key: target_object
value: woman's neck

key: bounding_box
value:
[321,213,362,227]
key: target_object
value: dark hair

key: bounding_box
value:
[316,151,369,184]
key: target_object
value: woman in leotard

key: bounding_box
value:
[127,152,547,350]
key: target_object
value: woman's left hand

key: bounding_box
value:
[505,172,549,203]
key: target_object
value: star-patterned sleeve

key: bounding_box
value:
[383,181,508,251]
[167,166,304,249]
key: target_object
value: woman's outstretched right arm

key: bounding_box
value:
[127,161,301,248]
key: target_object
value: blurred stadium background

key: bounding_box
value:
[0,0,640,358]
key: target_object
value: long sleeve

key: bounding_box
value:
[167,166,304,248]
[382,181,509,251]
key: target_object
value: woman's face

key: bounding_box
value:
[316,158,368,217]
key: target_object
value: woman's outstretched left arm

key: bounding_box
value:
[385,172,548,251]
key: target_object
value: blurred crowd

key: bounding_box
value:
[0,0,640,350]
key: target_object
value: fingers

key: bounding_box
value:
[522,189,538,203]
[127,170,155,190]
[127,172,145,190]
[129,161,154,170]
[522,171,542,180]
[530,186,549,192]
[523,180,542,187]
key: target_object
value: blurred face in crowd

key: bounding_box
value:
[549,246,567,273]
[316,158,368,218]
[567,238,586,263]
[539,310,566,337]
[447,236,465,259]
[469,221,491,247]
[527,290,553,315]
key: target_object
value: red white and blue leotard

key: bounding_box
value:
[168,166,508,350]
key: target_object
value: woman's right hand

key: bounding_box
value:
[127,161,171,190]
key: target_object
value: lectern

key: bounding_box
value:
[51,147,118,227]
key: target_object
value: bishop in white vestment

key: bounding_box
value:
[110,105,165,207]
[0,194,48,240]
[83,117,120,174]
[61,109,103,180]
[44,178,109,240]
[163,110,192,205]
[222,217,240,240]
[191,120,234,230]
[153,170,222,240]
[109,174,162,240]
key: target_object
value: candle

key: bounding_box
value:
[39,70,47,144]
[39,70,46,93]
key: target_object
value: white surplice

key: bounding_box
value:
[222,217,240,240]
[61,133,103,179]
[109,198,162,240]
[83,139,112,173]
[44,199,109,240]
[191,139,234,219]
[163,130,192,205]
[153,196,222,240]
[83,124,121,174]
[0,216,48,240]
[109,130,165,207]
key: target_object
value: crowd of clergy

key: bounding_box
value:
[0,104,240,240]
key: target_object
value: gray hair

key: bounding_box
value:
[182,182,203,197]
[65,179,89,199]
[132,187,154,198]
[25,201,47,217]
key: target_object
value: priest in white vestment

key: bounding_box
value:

▸ Written exercise:
Please reproduce every line of the listing above word for word.

▸ Written solution:
key: target_object
value: woman's neck

key: bounding_box
value:
[321,213,362,227]
key: target_object
value: dark hair

key: bounding_box
value:
[316,151,369,184]
key: target_object
value: woman in leotard

key: bounding_box
value:
[127,152,547,350]
key: target_object
value: woman's left hand

key: bounding_box
value:
[505,172,549,203]
key: target_object
value: star-patterned sleeve

key: bounding_box
value:
[383,181,508,251]
[167,166,304,249]
key: target_object
value: woman's outstretched right arm

key: bounding_box
value:
[127,161,301,248]
key: target_object
value: blurred stadium background

key: bounding_box
value:
[0,0,640,358]
key: target_object
value: long sleeve

key: bounding_box
value:
[167,166,304,248]
[382,181,509,251]
key: target_object
value: woman's face

key: bounding_box
value:
[316,158,368,217]
key: target_object
value: woman's outstretched left arm

key: bounding_box
value:
[385,172,548,251]
key: target_object
value: blurred crowd

key: bounding_box
value:
[0,0,640,350]
key: target_object
value: fingers

key: bounding_box
value:
[522,189,538,203]
[127,170,155,190]
[127,172,145,190]
[129,161,154,170]
[522,171,542,180]
[530,186,549,192]
[523,180,542,187]
key: target_object
value: blurred face in crowd

key: bounding_box
value:
[549,246,567,273]
[316,158,368,218]
[567,238,586,263]
[539,310,566,337]
[447,236,465,259]
[469,221,491,247]
[527,290,553,315]
key: target_object
value: red white and blue leotard

key: bounding_box
value:
[168,166,508,350]
key: target_object
value: woman's right hand

key: bounding_box
value:
[127,161,171,190]
key: target_object
value: lectern

key: bounding_box
value:
[51,147,118,227]
key: target_object
value: bishop in white vestment

key: bounding_box
value:
[110,105,165,207]
[0,194,48,240]
[83,117,120,174]
[61,109,103,180]
[44,178,109,240]
[163,110,192,205]
[222,217,240,240]
[191,120,234,230]
[153,170,222,240]
[109,174,162,240]
key: target_object
value: candle

key: bounding_box
value:
[39,70,47,144]
[39,70,46,93]
key: target_object
value: white surplice

key: bounding_box
value:
[222,217,240,240]
[61,133,103,179]
[109,198,162,240]
[83,139,112,173]
[44,199,109,240]
[191,139,234,219]
[163,130,192,205]
[153,196,222,240]
[83,124,121,174]
[0,216,48,240]
[109,130,165,207]
key: target_object
value: crowd of clergy

key: bounding_box
value:
[0,104,240,240]
key: target_object
value: gray hair

key: bounding_box
value:
[182,182,203,197]
[65,179,89,199]
[132,187,154,198]
[25,201,47,217]
key: target_object
value: priest in white vestment

key: bounding_box
value:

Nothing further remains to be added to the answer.